多角化の経済的価値:従業員の視点からの実証分析

研究課題

研究課題/領域番号 15K03617
研究機関慶應義塾大学

研究代表者

牛島 辰男  慶應義塾大学, 商学部, 教授 (80365014)

研究期間 (年度) 2015-04-01 – 2018-03-31
キーワード多角化 / コインシュランス効果 / 従業員給与 / 経営者報酬 / 資本構成
研究実績の概要

本研究は事業の多角化が企業収益を安定化させる効果(コインシュランス効果)が従業員と経営者に持つ意味を、特に従業員給与と経営者報酬に及ぼす影響に注目して分析をするものである。コインシュランス効果は負債の調達、利用をはじめとする財務政策にも重要な意味を持つため、多角化と財務政策(資本構成)の関係もあわせて分析する。
平成27年度においては従業員給与と資本構成のデータの整備を行うと共に、計量分析に着手した。両分析ともに基礎となるデータは有価証券報告で開示されている事業セグメントデータである。多角化企業は複数の産業領域で活動するため、専業企業との比較が容易ではない。このため多角化企業の事業セグメントと同じ産業の専業企業をマッチさせ、専業企業中央値のセグメント加重平均に対する比率として計算される超過指標を、従業員給与、レバレッジ(有利子負債÷総資産)、流動性比率(現金保有÷総資産)について算出した。サンプルは2001~2010年に株式公開していた全ての日本企業(金融機関除く)である。
これらデータに基づき、従業員給与と財務政策の規定要因としての多角化の役割を計量的に分析し、論文としてまとめた。従業員給与の分析は、多角化の効果が従業員の交渉力によって変わるという仮説に基づく。従業員交渉力の指標として労働組合の有無を用いた実証分析からは、この仮説を支持する結果が得られた。財務政策についても、コインシュランス効果を通じて、多角化がレバレッジと現金保有レベルの決定に強い影響を及ぼしていることを示す結果を得た。
これら分析の結果は国内の大学・研究機関で報告すると共に、従業員給与の分析については海外の学会でも発表を行い、今後の改善のために有用な示唆を得た。

現在までの達成度 (区分)
現在までの達成度 (区分)

2: おおむね順調に進展している

理由

財務政策の分析については、既に研究成果を日本語と英語の論文としてまとめることができている。日本語論文は、平成28年度に刊行予定の書籍の一章として出版される予定である。英語論文もディスカッションペーパーとして既に公開されており、若干の加筆・修正を行った後に、国際ジャーナルでの出版に向けて投稿を行う予定である。
従業員給与の分析については、経営者報酬の分析も一部含む形で論文としてまとめたものを、海外の学会(Western Economic Association)にて報告した。その後、従業員給与の分析に特化した論文を、ディスカッションペーパーとしてまとめており、国内外での研究報告を通じて完成度を高めていける段階に達している。この論文についても、平成28年度中に国際ジャーナルに投稿することを予定している。
経営者報酬の分析が当初計画に比べ遅れているものの、全体としては当初計画をやや上回るペースで進展できているものと考えられる。

今後の研究の推進方策

平成28年度は財務政策の論文(英語版)の投稿を行う過程で、必要な修正を行っていくことが第一の課題となる。なるべく年度中の採択を目指したい。
従業員給与の論文については、引き続き分析を深めていくと共に、国内外の学会や研究会で報告を多く行うことで、改善点を明らかにしていきたい。既にAsian Finance AssociationとWorld Finance Conferenceでの発表が決まっているほか、Paris Finance Conferenceでも報告の予定である。
経営者報酬の分析については、不足しているデータの取得を平成28年度中に行い、データ整備を進める予定である。分析期間においてはコーポレートガバナンスにかかわる多くの制度変化があったため、報酬指標の作成が当初考えていたほど簡単ではなく、工夫が必要であることが分かった。このため、経営者報酬を専門とする研究者と共同で分析、論文執筆していく方向である。

課題の内容:
**a)** 多角化の研究報告に挙げられているキーワードをすべて書き出してください。
**b)** 多角化の研究報告にある「サンプルは2001~2010年に株式公開していた全ての日本企業(金融機関除く)である。」という文を英語に訳してください。
**c)** 多角化の研究報告を、最後の文の後から書き継いでください。

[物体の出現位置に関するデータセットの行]

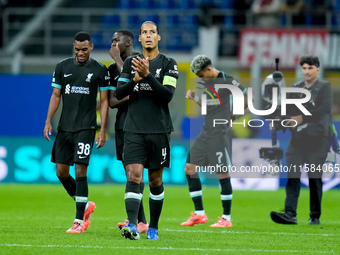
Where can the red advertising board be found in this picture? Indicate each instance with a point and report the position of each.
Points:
(288, 45)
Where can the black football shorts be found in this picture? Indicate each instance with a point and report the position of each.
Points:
(73, 147)
(119, 139)
(150, 150)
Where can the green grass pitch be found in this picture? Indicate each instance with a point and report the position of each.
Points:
(34, 220)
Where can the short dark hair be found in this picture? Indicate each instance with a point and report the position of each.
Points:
(310, 60)
(199, 63)
(127, 33)
(82, 36)
(149, 21)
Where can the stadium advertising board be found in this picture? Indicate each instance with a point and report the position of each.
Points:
(288, 45)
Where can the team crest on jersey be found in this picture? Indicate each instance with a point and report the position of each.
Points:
(89, 76)
(158, 73)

解答一覧:
**a)** 多角化、コインシュランス効果、従業員給与、経営者報酬、資本構成

**b)** The sample consists of all Japanese firms (excluding financial institutions) that were publicly listed between 2001 and 2010.

**c)**
次年度使用額が生じた理由

経営者報酬データの購入を分析の進捗具合を考慮し延期したこと、年度途中に所属大学が変わったため、リサーチアシスタントの採用や夏季の学会報告を見送ったことが主な理由である。

次年度使用額の使用計画

経営者報酬データの購入、事業セグメントデータの追加取得を予定通り進めるほか、海外(米国、タイ、フランス)の学会における研究成果発表のための旅費が主な使用用途となる。

  • 研究成果

    (4件)

すべて 2016 2015

すべて 学会発表 (4件) (うち国際学会 4件)

  • [学会発表] The effects of diverfication on employee and executive pays2016

    • 著者名/発表者名
      Tatsuo Ushijima
    • 学会等名
      World Finance Conference
    • 発表場所
      New York (United States)
    • 年月日
      2016-07-29 – 2016-07-31
    • 国際学会
  • [学会発表] The effects of diverfication on employee and executive pays2016

    • 著者名/発表者名
      Tatsuo Ushijima
    • 学会等名
      Asian Finance Association
    • 発表場所
      Bangkok (Thailand)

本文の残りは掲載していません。